**Stored data**
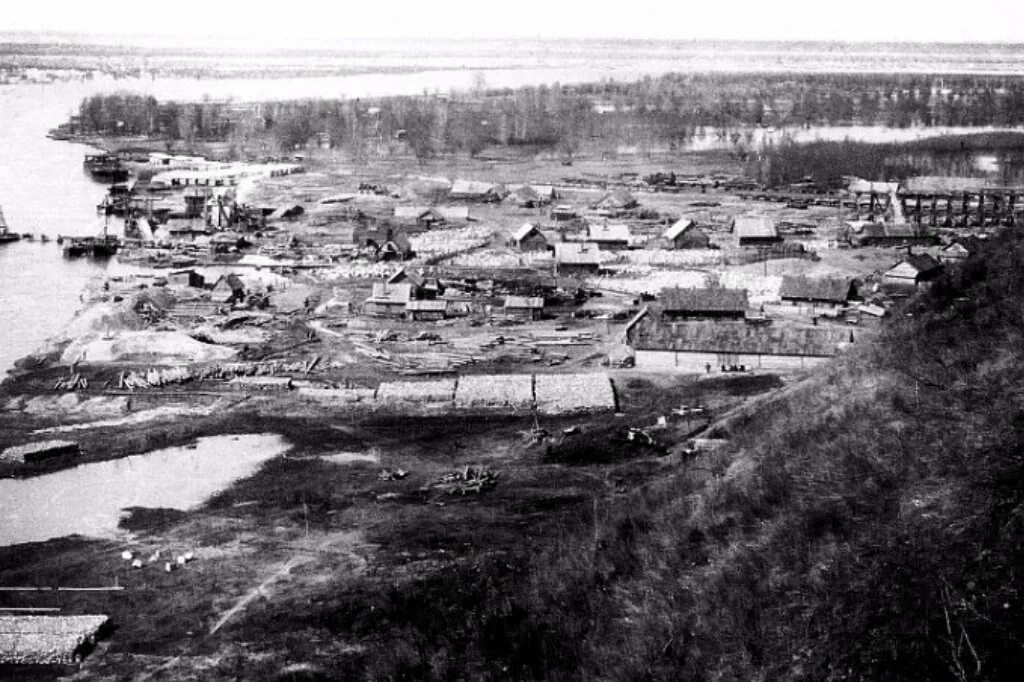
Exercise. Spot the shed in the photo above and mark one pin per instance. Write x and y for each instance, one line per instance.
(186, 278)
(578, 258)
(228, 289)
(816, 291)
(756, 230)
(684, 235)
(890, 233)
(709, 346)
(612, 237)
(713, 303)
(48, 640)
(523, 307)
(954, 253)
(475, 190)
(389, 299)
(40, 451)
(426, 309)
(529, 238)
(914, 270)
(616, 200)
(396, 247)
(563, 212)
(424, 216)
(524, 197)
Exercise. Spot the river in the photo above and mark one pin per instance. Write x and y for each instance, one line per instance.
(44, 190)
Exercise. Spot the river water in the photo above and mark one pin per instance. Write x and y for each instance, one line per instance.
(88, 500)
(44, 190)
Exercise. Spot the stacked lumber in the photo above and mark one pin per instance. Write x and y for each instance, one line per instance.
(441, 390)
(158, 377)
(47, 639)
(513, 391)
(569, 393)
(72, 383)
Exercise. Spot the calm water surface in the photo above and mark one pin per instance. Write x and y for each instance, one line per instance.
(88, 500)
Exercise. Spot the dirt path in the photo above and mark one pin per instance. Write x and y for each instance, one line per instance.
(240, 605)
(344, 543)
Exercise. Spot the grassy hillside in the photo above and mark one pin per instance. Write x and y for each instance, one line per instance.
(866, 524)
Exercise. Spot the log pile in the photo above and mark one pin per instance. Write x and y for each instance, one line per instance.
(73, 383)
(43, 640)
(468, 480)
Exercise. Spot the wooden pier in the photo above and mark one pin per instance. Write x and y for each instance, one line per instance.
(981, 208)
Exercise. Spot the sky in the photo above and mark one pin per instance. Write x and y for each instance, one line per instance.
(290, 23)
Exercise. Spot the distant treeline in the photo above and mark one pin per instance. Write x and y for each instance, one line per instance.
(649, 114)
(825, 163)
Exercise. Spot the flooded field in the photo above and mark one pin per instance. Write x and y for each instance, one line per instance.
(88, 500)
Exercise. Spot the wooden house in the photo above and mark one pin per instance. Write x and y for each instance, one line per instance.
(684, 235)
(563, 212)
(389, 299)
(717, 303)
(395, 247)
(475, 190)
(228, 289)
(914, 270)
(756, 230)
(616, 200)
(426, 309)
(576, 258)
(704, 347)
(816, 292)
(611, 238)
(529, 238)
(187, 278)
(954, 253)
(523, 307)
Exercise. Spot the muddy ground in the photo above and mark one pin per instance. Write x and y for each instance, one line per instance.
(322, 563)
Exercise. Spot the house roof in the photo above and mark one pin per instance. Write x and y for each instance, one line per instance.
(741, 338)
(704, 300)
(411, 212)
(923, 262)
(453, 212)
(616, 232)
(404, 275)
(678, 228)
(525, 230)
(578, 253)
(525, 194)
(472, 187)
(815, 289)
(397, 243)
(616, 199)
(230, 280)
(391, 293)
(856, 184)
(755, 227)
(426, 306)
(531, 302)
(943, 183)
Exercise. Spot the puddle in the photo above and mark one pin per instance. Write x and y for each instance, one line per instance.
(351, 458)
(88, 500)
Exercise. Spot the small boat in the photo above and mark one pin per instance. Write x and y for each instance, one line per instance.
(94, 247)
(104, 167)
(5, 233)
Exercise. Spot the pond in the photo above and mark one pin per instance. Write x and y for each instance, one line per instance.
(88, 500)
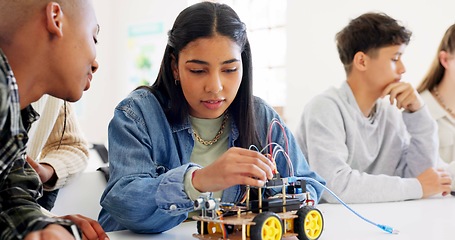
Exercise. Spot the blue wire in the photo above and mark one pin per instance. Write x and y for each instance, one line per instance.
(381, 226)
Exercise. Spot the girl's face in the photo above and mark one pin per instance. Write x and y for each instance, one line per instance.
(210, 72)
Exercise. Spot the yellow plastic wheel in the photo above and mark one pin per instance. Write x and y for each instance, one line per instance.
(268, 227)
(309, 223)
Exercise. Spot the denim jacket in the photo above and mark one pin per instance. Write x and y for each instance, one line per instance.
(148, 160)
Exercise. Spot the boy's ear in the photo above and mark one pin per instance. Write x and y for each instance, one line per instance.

**Exercise prompt**
Can you transcribe every line of the records above word for word, leaving the pictures out?

**Output for this task**
Exercise. Spot the shed in the photo above and mark one pin per instance. Write x and y for each instance, one line per instance.
(186, 278)
(578, 258)
(228, 289)
(816, 291)
(756, 230)
(684, 235)
(890, 233)
(709, 346)
(612, 237)
(713, 303)
(48, 640)
(523, 307)
(954, 253)
(475, 190)
(389, 299)
(40, 451)
(426, 309)
(529, 238)
(914, 270)
(616, 200)
(396, 247)
(563, 212)
(424, 216)
(524, 197)
Exercise. Spot the river in the photo above and mark one pin per instance. Write x and y for each instance, one line per instance.
(44, 190)
Exercise. Spot the river water in the photo above and mark one pin per instance. Write x and y for each instance, one line per instance.
(88, 500)
(44, 190)
Exercise. Spot the stacked lumber in the photo above and mark one pin per instance. Write x and y for each instance, one line per instance.
(441, 390)
(158, 377)
(47, 639)
(513, 391)
(569, 393)
(72, 383)
Exercise. Spot the calm water surface in the photo above and mark one pin per instance. Write x and y for each instance, one line per instance.
(88, 500)
Exercise. Spot the dirt path in the photo above and mark one pin per instance. Write x and y for each instance, one line per instance.
(240, 605)
(344, 543)
Exercise. Spot the grassy hillside in the photo above and mark one pin per instance. Write x and y for each instance, one line per instance.
(866, 524)
Exercise. Spot the log pile in the photo above and mark one pin per instance. Write x and y for each instance, one line per instance.
(73, 383)
(43, 640)
(468, 480)
Exercise. Spot the wooden pier in the photo above and mark one pin per instance. Write x and y for each instance, one line per instance.
(981, 208)
Exercise. Spot the sky in the photo above and mark one pin per instance. Write x and y for each instance, one line per instance.
(290, 23)
Exercise. Spot the distant treeline in the photo above and mark one pin per instance. Write x and y for each instance, one line per instance.
(649, 114)
(825, 163)
Exercise. Spot the flooded field in the photo above and mark one pin per instance. Write x and y for each instance, one line per instance.
(88, 500)
Exercise. Spot the wooden house in the photo above and mark one pin per instance. Write x and y for each instance, one line per instance.
(684, 235)
(563, 212)
(389, 299)
(717, 303)
(395, 247)
(475, 190)
(228, 289)
(914, 270)
(756, 230)
(616, 200)
(426, 309)
(576, 258)
(704, 347)
(816, 292)
(611, 238)
(529, 238)
(187, 278)
(954, 253)
(523, 307)
Exercise. Spot the muddy ground in the photo above and mark one pin per instance. Write x and y for each instance, one line per instance.
(322, 563)
Exercise. Spot the house roof in the photo above and mark one pin per instance. Write x and y for each instance, one line per instance.
(741, 338)
(704, 300)
(411, 212)
(923, 262)
(453, 212)
(616, 232)
(404, 275)
(678, 228)
(525, 230)
(578, 253)
(525, 194)
(472, 187)
(815, 289)
(397, 243)
(616, 199)
(230, 280)
(391, 293)
(856, 184)
(755, 227)
(426, 306)
(531, 302)
(943, 183)
Exercise. Spot the puddle in the photo above and mark one pin per instance. Write x and y for each instance, one line per instance.
(351, 458)
(88, 500)
Exercise. Spot the small boat in the photo above and mark one pin per instance. Write x and y for each instance, one line per instance.
(94, 247)
(104, 167)
(5, 233)
Exercise. Spot the pond in the photo above and mark one pin per instance. Write x and y for each instance, one line per instance.
(88, 500)
Exercise. Spot the blue wire in the photo above and mark one pin per instance. Write x and y for each instance, one line per instance.
(381, 226)
Exercise. Spot the girl's face in the photo above and mark one pin per instance. Write x and y for each instance, one line per instance.
(210, 72)
Exercise. Spot the yellow plastic wheel in the photo above and mark one pin per instance. Write x and y for each instance, one line per instance.
(268, 227)
(309, 223)
Exercise. Spot the denim jacket in the photo above and mark one pin per instance. Write x and y for each instance, one line per instance.
(148, 160)
Exercise. Spot the boy's ear in the photo above and mark one pin per instance. Write x and y for each instance, one line per instance.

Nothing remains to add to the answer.